Fokaides holds a patent for the invention of a fuel injection apparatus that sprays liquid fuel to form a film and uses a secondary flow for atomization, ensuring uniform fuel-air distribution in combustion.

Fokaides is also teaching at Frederick University and Kaunas University of Technology. He lectures in Energy, Fluid Mechanics, Heat Transfer and Process Engineering.

==Research==
Fokaides has led and participated in research and consultancy projects with work spanning sustainable energy systems, smart and sustainable buildings, and renewable energy technologies. He has been involved in over 40 research projects, coordinating three. His consultancy work includes public sector projects and coordinating 13.

Entries provided -
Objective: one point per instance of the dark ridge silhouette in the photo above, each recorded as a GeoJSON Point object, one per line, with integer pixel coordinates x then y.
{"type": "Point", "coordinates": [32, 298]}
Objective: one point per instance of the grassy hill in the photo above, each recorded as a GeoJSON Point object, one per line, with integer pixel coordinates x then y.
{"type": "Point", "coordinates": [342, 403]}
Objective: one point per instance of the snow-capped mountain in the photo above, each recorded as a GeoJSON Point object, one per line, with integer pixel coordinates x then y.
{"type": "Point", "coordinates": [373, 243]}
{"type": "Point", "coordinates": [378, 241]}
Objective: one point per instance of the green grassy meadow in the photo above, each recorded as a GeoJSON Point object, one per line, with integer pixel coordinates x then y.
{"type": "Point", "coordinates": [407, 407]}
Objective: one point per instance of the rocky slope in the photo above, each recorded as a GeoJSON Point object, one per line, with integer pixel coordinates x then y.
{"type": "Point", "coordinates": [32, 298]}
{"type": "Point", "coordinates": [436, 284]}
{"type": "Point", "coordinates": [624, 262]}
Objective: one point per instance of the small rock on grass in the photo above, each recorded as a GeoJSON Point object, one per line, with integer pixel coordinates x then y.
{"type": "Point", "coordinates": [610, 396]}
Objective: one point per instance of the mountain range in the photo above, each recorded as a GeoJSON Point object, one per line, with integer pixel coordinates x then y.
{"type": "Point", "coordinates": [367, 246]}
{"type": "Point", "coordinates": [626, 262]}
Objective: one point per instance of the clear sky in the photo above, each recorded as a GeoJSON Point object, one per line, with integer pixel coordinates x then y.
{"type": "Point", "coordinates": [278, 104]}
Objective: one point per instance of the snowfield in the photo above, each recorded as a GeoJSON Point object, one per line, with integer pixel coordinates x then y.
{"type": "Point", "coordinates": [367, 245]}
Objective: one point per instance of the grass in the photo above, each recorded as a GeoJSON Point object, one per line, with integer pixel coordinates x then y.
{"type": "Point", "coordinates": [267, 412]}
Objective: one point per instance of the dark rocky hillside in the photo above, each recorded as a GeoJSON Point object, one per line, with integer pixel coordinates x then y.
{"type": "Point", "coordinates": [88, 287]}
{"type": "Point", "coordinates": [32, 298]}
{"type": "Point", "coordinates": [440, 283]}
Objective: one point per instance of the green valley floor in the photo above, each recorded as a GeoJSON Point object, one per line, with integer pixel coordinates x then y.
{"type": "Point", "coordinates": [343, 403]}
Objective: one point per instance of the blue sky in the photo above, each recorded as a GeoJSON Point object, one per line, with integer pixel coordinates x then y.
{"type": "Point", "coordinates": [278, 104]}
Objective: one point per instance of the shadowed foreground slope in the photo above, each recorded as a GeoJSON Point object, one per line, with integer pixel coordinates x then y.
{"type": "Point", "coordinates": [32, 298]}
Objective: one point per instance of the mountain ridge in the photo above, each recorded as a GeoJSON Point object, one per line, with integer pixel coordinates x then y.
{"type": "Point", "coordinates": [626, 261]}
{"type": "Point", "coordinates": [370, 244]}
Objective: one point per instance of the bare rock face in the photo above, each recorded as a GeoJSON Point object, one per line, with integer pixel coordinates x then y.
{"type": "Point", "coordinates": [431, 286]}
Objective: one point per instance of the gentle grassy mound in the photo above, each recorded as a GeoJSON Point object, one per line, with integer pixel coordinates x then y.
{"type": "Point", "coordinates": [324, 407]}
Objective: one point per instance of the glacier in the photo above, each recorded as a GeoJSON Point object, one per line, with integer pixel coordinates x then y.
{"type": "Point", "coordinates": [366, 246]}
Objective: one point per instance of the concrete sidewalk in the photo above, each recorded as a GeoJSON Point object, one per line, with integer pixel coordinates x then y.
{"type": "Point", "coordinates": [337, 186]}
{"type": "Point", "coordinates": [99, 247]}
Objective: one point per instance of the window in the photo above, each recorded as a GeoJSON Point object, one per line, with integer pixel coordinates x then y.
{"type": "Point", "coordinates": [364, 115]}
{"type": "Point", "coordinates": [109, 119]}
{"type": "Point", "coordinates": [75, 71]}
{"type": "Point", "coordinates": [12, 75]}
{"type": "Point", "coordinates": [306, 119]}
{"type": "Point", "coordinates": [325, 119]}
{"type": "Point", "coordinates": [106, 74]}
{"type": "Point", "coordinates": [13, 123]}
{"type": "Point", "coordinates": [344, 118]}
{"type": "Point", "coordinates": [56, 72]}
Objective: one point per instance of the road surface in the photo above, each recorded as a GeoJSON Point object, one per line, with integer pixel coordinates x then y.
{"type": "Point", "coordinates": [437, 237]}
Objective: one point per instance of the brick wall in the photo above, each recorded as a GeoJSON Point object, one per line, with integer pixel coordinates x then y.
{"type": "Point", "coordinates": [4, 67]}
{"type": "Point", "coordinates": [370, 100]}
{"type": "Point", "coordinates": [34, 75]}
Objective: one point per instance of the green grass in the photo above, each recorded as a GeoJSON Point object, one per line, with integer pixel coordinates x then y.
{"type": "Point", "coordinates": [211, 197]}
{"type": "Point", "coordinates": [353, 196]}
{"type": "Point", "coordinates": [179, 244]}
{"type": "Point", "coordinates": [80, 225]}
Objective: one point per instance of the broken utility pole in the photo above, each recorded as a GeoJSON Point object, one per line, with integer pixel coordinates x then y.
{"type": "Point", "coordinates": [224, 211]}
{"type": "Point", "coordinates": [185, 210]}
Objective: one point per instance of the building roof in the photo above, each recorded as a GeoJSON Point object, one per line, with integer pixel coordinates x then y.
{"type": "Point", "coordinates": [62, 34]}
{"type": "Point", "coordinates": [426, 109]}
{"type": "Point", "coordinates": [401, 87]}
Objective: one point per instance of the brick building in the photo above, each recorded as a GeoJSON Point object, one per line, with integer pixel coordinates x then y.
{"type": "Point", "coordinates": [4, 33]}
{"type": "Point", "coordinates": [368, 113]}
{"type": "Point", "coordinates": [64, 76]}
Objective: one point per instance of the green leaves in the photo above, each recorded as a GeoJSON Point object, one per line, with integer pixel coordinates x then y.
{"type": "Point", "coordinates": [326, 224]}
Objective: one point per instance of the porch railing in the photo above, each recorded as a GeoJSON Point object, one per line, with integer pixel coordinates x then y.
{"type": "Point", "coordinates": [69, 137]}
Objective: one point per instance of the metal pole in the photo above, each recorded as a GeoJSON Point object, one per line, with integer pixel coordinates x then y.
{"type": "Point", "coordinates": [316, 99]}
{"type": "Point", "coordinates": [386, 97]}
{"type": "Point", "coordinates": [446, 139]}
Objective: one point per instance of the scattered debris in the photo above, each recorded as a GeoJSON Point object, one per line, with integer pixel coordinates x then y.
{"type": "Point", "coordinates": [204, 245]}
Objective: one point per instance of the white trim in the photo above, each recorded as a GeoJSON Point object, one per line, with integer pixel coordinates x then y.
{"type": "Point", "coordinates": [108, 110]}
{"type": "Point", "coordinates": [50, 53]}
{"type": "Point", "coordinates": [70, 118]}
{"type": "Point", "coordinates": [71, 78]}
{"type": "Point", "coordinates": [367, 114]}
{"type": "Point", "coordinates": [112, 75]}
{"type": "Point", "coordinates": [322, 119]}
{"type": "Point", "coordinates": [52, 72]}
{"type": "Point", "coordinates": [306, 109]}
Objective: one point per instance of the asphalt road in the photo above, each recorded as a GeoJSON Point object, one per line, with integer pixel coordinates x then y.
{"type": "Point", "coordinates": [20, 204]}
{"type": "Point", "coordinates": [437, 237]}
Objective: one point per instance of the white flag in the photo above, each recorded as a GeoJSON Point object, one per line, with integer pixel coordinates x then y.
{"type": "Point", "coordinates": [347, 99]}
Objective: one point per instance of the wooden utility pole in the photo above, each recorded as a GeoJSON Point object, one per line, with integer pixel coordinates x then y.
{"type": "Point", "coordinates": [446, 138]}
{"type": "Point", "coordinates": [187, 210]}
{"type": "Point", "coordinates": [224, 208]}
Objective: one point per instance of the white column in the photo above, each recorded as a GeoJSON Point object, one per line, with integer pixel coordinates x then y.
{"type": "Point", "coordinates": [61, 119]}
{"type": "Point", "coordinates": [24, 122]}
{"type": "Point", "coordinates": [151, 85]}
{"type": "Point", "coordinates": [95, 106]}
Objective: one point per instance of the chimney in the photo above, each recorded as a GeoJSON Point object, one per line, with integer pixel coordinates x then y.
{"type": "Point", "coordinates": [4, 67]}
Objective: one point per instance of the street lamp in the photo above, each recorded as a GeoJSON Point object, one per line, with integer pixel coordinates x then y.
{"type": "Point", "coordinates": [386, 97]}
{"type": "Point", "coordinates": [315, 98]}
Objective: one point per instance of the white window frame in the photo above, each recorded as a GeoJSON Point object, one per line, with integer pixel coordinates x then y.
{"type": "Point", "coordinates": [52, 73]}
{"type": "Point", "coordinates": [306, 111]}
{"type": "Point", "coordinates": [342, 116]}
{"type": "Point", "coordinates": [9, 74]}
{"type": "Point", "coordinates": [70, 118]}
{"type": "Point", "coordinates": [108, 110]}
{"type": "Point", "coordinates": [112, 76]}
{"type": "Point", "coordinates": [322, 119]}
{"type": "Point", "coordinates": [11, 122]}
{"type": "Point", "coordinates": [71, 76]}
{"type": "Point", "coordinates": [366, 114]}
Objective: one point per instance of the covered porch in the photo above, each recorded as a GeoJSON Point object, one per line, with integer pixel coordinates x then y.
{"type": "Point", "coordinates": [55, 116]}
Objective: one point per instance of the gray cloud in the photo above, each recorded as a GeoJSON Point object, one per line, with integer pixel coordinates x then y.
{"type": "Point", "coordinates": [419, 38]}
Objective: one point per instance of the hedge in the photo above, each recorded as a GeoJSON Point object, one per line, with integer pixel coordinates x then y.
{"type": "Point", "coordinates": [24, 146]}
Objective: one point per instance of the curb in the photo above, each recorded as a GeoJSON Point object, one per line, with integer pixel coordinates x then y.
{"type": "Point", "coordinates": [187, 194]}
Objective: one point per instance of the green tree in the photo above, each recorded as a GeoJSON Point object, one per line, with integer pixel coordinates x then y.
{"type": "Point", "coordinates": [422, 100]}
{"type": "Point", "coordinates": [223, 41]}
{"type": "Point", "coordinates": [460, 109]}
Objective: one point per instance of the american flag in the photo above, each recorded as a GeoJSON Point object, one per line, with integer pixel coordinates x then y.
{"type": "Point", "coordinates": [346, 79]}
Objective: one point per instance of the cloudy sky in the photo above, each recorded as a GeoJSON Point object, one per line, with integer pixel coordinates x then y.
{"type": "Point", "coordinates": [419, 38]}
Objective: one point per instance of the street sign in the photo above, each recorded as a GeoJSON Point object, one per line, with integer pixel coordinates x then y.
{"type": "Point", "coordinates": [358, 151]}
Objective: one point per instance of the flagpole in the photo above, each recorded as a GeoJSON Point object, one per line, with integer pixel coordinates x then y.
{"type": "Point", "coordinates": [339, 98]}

Your objective - Please restate the part of the passage about Fokaides that opens with "Fokaides holds a" and closes with "and Process Engineering.", replacing "lectures" with "teaches". You won't need the listing.

Solution to this exercise -
Fokaides holds a patent for the invention of a fuel injection apparatus that sprays liquid fuel to form a film and uses a secondary flow for atomization, ensuring uniform fuel-air distribution in combustion.

Fokaides is also teaching at Frederick University and Kaunas University of Technology. He teaches in Energy, Fluid Mechanics, Heat Transfer and Process Engineering.